THE REQUEST:
Output every line of the records below as a numbered list, leaving out any blank lines.

Coordinate annotation entries:
- - -
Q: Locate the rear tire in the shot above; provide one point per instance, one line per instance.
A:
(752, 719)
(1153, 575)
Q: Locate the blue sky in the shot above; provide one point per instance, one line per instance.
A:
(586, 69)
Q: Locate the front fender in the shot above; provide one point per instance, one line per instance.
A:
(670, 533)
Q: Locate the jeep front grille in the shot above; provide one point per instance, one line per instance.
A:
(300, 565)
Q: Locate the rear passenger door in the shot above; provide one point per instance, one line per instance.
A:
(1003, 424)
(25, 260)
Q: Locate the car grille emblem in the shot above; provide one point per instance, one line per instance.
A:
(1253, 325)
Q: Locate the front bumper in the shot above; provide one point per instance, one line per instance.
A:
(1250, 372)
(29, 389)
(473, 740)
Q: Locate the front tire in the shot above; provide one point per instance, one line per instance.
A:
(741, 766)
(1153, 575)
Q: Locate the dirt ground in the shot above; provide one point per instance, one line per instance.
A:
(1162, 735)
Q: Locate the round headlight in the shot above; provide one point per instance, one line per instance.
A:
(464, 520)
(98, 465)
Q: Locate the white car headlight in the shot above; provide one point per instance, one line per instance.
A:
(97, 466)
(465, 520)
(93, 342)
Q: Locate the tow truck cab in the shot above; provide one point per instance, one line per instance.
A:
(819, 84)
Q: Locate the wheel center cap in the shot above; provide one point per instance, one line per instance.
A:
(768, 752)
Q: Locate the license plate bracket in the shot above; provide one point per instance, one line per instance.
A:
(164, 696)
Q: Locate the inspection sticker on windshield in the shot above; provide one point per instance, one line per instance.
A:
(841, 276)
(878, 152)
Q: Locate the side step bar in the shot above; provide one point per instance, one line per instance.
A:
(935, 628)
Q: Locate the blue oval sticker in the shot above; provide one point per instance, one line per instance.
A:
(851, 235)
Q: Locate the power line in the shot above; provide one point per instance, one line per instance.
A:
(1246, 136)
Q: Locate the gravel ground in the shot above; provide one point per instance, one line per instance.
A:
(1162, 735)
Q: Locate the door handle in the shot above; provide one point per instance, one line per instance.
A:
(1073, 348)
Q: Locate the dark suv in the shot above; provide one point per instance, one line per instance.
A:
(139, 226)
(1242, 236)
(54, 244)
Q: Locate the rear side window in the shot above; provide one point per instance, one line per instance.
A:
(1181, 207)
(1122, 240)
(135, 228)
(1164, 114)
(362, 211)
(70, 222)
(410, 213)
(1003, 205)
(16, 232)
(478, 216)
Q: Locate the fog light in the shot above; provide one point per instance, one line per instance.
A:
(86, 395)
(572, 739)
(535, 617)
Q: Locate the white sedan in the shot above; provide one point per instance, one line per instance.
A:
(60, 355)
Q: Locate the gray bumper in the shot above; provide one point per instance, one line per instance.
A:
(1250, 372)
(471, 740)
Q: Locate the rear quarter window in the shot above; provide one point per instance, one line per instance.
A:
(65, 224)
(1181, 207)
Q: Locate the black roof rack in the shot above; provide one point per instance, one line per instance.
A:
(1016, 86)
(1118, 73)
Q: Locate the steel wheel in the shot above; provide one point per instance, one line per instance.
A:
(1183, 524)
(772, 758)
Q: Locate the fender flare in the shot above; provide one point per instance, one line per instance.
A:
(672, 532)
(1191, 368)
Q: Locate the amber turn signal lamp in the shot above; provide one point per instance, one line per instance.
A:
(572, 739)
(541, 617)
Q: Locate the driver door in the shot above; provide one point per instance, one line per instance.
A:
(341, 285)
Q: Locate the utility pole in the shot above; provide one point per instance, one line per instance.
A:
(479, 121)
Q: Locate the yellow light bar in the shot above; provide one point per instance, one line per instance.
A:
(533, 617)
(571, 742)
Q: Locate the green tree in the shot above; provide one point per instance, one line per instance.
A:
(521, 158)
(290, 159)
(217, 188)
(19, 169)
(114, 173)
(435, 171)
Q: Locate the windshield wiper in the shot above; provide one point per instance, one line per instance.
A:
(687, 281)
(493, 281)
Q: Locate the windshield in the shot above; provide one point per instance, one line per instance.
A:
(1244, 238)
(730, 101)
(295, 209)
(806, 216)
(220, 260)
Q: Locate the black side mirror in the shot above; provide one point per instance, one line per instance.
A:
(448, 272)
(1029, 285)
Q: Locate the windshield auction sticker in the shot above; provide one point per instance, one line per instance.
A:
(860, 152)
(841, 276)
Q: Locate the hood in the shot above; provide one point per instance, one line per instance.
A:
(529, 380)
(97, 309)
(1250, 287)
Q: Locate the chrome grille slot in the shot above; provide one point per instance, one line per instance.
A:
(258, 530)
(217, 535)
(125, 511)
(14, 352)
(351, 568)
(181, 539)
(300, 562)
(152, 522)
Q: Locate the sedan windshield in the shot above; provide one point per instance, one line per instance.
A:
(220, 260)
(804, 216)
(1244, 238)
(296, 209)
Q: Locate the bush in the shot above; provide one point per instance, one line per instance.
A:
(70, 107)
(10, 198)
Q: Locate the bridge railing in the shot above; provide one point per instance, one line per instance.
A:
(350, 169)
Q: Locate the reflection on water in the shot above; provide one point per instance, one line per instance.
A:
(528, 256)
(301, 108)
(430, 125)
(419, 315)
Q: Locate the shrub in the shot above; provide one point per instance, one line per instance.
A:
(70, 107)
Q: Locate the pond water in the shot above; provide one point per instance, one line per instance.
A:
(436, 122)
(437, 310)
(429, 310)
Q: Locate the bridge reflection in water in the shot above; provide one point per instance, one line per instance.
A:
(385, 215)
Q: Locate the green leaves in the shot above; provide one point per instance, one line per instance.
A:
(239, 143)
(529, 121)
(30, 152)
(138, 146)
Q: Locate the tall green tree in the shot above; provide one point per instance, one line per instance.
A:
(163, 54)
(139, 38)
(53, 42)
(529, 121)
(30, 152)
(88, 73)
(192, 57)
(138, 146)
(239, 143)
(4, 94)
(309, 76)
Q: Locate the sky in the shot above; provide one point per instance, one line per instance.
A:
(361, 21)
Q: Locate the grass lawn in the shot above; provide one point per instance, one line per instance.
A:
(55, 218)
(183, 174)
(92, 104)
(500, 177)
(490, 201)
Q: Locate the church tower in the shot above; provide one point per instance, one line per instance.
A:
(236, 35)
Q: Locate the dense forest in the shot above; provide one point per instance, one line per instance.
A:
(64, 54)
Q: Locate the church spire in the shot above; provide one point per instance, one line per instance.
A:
- - -
CORRECT RESPONSE:
1. Q: Locate the rear tire in the shot above; provide one point per instance, one line per instance.
2. A:
3. (752, 719)
4. (1153, 575)
5. Q: Locate the blue sky in the shot above; provide one point per instance, one line per instance.
6. A:
7. (586, 69)
8. Q: Locate the front fender in the shot above; provide one point per instance, one line per instance.
9. A:
10. (670, 533)
11. Q: Locate the jeep front grille in the shot above; provide one point per instance, one line per instance.
12. A:
13. (300, 565)
14. Q: Locate the rear passenger door in the shot above; provide one point per instance, one line per instance.
15. A:
16. (1003, 424)
17. (25, 260)
18. Q: Locate the car grille emblem in the shot above; provide one point per instance, one line per instance.
19. A:
20. (1253, 325)
21. Q: Locate the front bumper in the shot above; provide one point per instance, one line per instance.
22. A:
23. (1250, 372)
24. (29, 389)
25. (473, 740)
26. Q: Locate the front tire in the shot above; provide one point per instance, one line per instance.
27. A:
28. (741, 766)
29. (1153, 575)
30. Q: Locate the dirt ground in the shot above; provide one point per instance, one line per instance.
31. A:
32. (1162, 735)
33. Q: Locate the round headlight in the shot above; provide one point per instance, one line per instance.
34. A:
35. (464, 520)
36. (98, 465)
37. Q: Locate the white car headlight in the shot above; provide one point per instance, one line per instance.
38. A:
39. (97, 466)
40. (465, 520)
41. (93, 342)
42. Q: Locate the tow truck cab in the shot above; provide one point per instance, one line per instance.
43. A:
44. (819, 84)
45. Q: Locate the wheel center cap in the shot above; provide one point per instance, one line per instance.
46. A:
47. (768, 752)
48. Q: Locate the license plate bracket in the shot above; provide one point per instance, one line per instance.
49. A:
50. (164, 696)
51. Q: Locate the inspection sticker on windshield in the shot above; provide one point per instance, one line per instance.
52. A:
53. (841, 276)
54. (878, 152)
55. Q: Locate the side step bar in the shot above; provide one point per instance, one line per instance.
56. A:
57. (935, 628)
58. Q: Locate the blue oval sticker in the shot above; provide one point per instance, one line per instance.
59. A:
60. (851, 235)
61. Q: Locate the power line in the shot above; provide one point per instance, one line per instance.
62. A:
63. (1246, 136)
64. Q: Locate the gravel ground in the shot above; provide one point per instance, one line per instance.
65. A:
66. (1162, 735)
67. Q: Locate the door handle in the shot above; provide one point per instance, one line per instance.
68. A:
69. (1073, 348)
70. Q: Locate the dark suv in the shot above; provide one point per instance, one line per instance.
71. A:
72. (139, 226)
73. (1242, 236)
74. (54, 244)
75. Q: Locate the rear side window in the shot above; provide one point per instance, one line per instance.
76. A:
77. (1181, 207)
78. (1122, 240)
79. (135, 228)
80. (1164, 114)
81. (362, 211)
82. (70, 222)
83. (410, 213)
84. (1003, 205)
85. (16, 232)
86. (478, 216)
87. Q: Locate the fog light in the shot above; provide one point per instance, one line per instance.
88. A:
89. (86, 395)
90. (572, 739)
91. (535, 617)
92. Q: Locate the white sedan in the shot above; provide one point per instance, one line per instance.
93. A:
94. (60, 355)
95. Q: Locate the gray bumper in the shot above; provide one point per instance, one line per instance.
96. A:
97. (1250, 372)
98. (471, 740)
99. Q: Locate the rear quarter window in the shot above; provide one point per instance, one line per instance.
100. A:
101. (65, 224)
102. (1181, 207)
103. Q: Locate the black roof rack in the shot above; provide one point per instance, one line per instance.
104. A:
105. (1016, 86)
106. (1118, 73)
107. Q: Locate the steel wheel in the shot above; provide one point per instance, one line per instance.
108. A:
109. (1183, 524)
110. (772, 758)
111. Q: Locate the fender flare in the shot above; provide one point per instance, one line per instance.
112. A:
113. (672, 532)
114. (1191, 368)
115. Q: Locate the amber turn signal lamp in the shot above; provide one point per instance, one line per instance.
116. A:
117. (572, 739)
118. (541, 617)
119. Q: Locate the driver door in the shot above; provide one point per instance, one line per instance.
120. A:
121. (341, 285)
122. Q: Locate the utility pole in the shot above; provide one point per instance, one line per instance.
123. A:
124. (479, 121)
125. Q: Locate the yellow light bar in the shot above; provide one point per instance, one line per instance.
126. A:
127. (533, 617)
128. (571, 742)
129. Q: Locate the green tree in the shot above; provide one point per instance, one line per instance.
130. A:
131. (521, 158)
132. (290, 159)
133. (217, 188)
134. (19, 169)
135. (114, 173)
136. (435, 171)
137. Q: Locate the windshield wiper in the shot above; provide one point per instance, one line per instance.
138. A:
139. (687, 281)
140. (493, 281)
141. Q: Locate the windshield in the shot above; provide one point per instance, one line per instance.
142. A:
143. (1244, 238)
144. (730, 101)
145. (295, 209)
146. (806, 216)
147. (220, 260)
148. Q: Locate the black side mirror in the shot above; provide one point per instance, one line per instance.
149. A:
150. (448, 272)
151. (1029, 285)
152. Q: Locate the windshield auction sticker in the shot above; provide one point per instance, one line per instance.
153. A:
154. (860, 152)
155. (841, 276)
156. Q: Locate the hood in the shot above; provide one point per instance, one line per instance.
157. A:
158. (529, 380)
159. (97, 309)
160. (1250, 287)
161. Q: Locate the chrome grille slot in the shot above; provide one point per instance, one line per instance.
162. A:
163. (258, 530)
164. (217, 535)
165. (125, 511)
166. (14, 352)
167. (351, 568)
168. (181, 539)
169. (300, 562)
170. (152, 522)
171. Q: Locate the sedan windshield in the shot above; provide one point per instance, one line per instance.
172. A:
173. (220, 260)
174. (804, 216)
175. (1244, 238)
176. (296, 209)
177. Q: Locate the bush in the shot above; provide one point per instance, one line per instance.
178. A:
179. (70, 107)
180. (10, 198)
181. Q: Locate the bridge railing in the shot above; provide one point per instance, one line per instance.
182. A:
183. (350, 169)
184. Q: Locate the reflection on water in the shot above; provide one point per instance, one line per instance.
185. A:
186. (528, 256)
187. (301, 108)
188. (430, 125)
189. (419, 315)
190. Q: Locate the shrub in the shot above; provide one point per instance, one line per instance.
191. A:
192. (70, 107)
193. Q: Locate the pond water in the shot above; provide one point per instance, one line per instance.
194. A:
195. (436, 122)
196. (437, 310)
197. (429, 310)
198. Q: Locate the bridge reflection in water in the shot above; provide one point per instance, one line per instance.
199. A:
200. (385, 215)
201. Q: Locate the green leaves in the shot above; provide one point per instance, one line per instance.
202. A:
203. (239, 143)
204. (529, 121)
205. (30, 152)
206. (138, 146)
207. Q: Locate the tall green tree in the shot above; provide one point per instance, one line per instance.
208. A:
209. (163, 54)
210. (139, 38)
211. (53, 42)
212. (529, 121)
213. (30, 152)
214. (88, 73)
215. (192, 57)
216. (138, 146)
217. (239, 143)
218. (4, 94)
219. (309, 76)
220. Q: Locate the sky in the shot above; provide one point per instance, one line per instance.
221. A:
222. (361, 21)
223. Q: Locate the grass lawn in the shot above; provide one point per instance, one line per instance.
224. A:
225. (55, 218)
226. (183, 174)
227. (92, 104)
228. (500, 177)
229. (490, 201)
230. Q: Locate the church tower in the shot above; provide one point per instance, one line per instance.
231. A:
232. (236, 35)
233. Q: Locate the dense forest in the shot above; provide one point per instance, one line per instance.
234. A:
235. (64, 54)
236. Q: Locate the church spire in the shot above; provide one point per instance, one line per instance.
237. A:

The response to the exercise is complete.